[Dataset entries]
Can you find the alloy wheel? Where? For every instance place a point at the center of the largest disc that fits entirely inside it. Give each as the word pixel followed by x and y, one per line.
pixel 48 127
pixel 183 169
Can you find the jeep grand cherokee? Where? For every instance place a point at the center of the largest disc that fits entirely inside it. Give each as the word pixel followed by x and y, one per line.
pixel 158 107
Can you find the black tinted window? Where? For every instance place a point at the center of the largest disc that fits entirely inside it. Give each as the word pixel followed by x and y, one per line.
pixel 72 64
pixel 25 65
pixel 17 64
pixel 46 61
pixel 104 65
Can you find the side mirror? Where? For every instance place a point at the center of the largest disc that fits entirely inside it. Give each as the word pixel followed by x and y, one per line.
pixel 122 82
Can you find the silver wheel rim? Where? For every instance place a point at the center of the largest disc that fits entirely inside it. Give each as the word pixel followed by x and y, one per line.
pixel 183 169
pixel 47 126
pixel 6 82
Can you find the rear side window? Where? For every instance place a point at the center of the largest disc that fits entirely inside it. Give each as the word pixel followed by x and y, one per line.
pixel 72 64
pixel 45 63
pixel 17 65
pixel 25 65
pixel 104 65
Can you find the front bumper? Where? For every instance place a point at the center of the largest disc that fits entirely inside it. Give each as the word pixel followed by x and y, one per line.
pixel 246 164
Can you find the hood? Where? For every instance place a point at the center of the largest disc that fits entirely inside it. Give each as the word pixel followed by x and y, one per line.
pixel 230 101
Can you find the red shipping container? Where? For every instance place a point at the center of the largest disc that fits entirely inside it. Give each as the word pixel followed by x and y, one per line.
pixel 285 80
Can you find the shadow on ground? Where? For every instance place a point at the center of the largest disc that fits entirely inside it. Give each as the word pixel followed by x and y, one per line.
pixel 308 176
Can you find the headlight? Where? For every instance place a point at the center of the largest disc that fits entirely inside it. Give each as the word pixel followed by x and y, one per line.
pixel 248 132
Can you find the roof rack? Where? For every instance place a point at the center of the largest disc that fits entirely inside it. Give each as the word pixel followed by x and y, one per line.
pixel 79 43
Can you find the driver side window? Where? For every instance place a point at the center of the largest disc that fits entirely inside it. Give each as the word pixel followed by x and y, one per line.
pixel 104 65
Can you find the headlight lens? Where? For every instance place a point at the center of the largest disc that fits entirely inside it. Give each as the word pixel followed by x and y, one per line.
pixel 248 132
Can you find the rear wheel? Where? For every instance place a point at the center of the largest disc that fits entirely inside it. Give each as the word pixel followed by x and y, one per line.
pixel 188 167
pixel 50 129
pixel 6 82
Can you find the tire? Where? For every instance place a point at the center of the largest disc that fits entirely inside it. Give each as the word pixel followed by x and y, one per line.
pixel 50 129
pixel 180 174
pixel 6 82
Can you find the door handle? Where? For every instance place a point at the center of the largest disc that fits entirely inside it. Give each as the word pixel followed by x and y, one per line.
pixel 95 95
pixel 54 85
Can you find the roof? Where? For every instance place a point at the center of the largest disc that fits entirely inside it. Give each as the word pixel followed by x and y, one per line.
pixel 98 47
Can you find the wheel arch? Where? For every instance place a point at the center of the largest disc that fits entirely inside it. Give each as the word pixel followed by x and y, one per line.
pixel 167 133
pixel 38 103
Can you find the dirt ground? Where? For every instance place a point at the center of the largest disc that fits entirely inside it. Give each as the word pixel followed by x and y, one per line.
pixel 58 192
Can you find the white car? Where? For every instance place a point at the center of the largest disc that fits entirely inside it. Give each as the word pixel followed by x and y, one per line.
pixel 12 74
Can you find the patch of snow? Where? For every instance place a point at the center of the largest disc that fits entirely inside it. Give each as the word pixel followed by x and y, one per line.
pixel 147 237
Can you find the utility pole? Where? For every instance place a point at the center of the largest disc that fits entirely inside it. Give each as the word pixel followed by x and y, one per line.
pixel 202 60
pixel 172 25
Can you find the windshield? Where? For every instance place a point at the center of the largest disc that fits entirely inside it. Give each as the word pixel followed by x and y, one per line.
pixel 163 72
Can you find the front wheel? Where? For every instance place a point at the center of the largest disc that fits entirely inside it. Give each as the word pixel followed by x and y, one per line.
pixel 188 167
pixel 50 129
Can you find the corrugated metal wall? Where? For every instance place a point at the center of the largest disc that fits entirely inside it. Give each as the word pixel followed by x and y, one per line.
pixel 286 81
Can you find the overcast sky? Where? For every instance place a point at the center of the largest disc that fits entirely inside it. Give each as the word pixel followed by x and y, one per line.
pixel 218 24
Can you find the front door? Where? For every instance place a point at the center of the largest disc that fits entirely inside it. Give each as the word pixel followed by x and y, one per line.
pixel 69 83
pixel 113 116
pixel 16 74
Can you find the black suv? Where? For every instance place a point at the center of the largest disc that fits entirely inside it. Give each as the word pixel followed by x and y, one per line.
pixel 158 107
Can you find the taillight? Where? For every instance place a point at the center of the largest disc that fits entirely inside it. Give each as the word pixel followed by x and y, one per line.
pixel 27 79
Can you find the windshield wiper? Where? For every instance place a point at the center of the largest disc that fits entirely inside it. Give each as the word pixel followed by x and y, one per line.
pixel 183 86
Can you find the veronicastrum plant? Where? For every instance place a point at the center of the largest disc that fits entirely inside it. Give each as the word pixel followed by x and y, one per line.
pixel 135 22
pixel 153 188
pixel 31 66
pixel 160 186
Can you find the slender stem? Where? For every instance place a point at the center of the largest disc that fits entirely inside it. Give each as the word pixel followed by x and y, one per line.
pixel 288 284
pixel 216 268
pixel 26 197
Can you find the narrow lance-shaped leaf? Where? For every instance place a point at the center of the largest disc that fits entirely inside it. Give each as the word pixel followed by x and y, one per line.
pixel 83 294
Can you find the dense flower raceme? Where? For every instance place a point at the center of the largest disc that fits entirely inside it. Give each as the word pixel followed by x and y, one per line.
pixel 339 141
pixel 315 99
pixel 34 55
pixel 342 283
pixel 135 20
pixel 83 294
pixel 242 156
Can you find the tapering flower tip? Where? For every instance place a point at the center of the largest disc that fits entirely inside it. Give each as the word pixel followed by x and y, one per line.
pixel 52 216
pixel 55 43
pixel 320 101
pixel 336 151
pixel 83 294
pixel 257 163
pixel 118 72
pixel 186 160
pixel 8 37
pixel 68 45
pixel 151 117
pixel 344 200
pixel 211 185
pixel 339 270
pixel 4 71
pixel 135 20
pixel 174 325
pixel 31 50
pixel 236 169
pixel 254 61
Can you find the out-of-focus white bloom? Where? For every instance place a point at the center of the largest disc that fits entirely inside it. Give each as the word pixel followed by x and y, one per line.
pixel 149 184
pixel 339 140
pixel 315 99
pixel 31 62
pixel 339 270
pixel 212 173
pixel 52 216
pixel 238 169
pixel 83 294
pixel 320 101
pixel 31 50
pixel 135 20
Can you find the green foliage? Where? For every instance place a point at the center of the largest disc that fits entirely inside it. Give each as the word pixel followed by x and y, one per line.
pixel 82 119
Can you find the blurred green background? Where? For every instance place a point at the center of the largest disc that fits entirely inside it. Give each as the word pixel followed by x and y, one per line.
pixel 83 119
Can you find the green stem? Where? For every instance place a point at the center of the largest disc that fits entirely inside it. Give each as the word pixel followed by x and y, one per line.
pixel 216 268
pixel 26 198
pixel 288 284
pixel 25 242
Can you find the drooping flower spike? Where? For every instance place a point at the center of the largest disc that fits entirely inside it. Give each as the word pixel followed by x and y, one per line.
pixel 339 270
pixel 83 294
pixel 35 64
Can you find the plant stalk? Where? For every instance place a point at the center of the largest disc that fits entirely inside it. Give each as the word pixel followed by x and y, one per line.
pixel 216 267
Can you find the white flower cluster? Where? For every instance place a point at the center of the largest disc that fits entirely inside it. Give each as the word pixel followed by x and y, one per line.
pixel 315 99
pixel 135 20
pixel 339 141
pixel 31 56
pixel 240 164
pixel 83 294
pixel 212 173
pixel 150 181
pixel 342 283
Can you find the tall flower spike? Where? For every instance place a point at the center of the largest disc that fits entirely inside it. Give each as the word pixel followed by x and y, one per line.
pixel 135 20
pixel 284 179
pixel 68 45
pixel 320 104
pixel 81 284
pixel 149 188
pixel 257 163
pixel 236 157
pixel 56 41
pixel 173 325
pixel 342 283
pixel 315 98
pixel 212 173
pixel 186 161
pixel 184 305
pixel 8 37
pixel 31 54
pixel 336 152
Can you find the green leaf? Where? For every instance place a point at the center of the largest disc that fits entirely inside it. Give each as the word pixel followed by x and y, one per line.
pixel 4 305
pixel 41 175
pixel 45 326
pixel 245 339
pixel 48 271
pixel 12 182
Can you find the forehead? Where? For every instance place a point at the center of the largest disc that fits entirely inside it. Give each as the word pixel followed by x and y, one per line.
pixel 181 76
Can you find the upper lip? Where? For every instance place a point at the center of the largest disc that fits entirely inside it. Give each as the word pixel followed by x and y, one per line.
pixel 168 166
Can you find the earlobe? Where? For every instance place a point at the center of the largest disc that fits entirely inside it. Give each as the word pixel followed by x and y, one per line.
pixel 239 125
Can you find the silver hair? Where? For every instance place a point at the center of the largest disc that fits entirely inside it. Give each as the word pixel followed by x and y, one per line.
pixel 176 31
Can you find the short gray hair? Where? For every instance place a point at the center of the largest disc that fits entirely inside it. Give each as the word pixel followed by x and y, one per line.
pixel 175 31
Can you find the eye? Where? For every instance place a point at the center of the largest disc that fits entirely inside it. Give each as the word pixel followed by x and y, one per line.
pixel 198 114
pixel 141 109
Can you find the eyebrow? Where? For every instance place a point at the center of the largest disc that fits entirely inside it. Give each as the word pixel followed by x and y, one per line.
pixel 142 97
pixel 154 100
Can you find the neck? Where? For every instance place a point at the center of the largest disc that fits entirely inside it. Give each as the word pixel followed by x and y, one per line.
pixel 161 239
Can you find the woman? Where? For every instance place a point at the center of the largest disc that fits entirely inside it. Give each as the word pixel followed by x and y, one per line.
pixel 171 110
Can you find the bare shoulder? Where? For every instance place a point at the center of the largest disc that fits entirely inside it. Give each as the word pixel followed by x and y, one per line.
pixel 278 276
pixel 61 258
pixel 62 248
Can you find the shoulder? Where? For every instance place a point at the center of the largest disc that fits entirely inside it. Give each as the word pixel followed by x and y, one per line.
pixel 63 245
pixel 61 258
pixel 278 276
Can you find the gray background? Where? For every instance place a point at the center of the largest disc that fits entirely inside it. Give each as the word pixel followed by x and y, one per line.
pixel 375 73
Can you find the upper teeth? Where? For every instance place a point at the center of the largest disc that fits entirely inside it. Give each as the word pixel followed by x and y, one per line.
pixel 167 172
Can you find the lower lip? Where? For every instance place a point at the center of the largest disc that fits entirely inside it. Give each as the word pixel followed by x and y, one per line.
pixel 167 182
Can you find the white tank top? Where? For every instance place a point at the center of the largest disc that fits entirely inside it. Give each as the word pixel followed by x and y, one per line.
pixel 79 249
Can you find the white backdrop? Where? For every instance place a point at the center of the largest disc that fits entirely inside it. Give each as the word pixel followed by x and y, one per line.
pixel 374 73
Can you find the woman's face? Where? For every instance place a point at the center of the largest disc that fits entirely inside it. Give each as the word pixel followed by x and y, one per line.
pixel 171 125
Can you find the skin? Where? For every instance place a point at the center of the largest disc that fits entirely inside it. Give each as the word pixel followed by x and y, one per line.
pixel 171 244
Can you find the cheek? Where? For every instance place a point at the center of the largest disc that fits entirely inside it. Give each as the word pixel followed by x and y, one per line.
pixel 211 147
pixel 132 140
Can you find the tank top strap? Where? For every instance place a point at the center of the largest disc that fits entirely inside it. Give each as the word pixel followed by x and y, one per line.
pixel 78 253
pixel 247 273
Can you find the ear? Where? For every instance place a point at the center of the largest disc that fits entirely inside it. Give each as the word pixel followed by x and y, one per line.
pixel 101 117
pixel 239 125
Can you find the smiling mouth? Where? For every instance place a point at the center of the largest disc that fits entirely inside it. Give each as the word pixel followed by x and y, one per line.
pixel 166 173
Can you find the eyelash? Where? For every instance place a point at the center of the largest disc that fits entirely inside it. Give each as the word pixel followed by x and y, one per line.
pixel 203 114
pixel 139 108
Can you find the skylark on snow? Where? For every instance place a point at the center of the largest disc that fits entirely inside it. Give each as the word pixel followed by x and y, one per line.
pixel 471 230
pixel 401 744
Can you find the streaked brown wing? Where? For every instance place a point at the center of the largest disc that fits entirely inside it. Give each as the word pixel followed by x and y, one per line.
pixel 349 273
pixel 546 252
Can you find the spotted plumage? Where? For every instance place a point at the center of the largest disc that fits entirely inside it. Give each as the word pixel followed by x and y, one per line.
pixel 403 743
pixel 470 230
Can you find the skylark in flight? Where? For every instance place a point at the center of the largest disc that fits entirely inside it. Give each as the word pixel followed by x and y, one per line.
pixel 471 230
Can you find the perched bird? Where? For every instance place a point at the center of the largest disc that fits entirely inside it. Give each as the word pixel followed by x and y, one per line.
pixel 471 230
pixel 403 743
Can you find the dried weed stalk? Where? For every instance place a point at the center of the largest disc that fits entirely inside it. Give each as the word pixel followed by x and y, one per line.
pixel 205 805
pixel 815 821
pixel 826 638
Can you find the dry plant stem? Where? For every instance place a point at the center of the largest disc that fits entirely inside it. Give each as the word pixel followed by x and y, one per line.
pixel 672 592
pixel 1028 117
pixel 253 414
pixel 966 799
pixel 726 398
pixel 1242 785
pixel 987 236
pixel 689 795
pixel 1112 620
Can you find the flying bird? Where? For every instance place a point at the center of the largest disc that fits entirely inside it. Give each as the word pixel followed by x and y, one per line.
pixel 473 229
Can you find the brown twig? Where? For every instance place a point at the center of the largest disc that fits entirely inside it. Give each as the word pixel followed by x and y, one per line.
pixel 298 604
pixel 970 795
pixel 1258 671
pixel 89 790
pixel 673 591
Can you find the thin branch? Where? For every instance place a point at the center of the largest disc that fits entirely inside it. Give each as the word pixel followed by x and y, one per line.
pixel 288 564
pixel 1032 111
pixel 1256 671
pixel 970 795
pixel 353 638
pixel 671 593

## Exercise prompt
Only the lines from the one containing "Can you find the flying" to the end of the records should be repeated, exactly as they appear.

## Response area
Can you find the flying bird? Where? For every instance place a point at the center of the largest disc that fits entirely inside it. Give each as the word pixel followed by x and y, one per line.
pixel 473 229
Can you find the brown twig? Where? For every instance place a point at the center of the largest disc that fits entirely inside it. Give each as the word pixel followed by x and y, one per line.
pixel 298 604
pixel 970 795
pixel 1258 671
pixel 89 790
pixel 673 591
Can you find the thin branch? Where? For every instance place a point at the center of the largest disc that fits entirely inside it. Give each as the word pixel followed by x and y, one per line.
pixel 288 564
pixel 1032 111
pixel 1256 671
pixel 970 795
pixel 353 638
pixel 671 593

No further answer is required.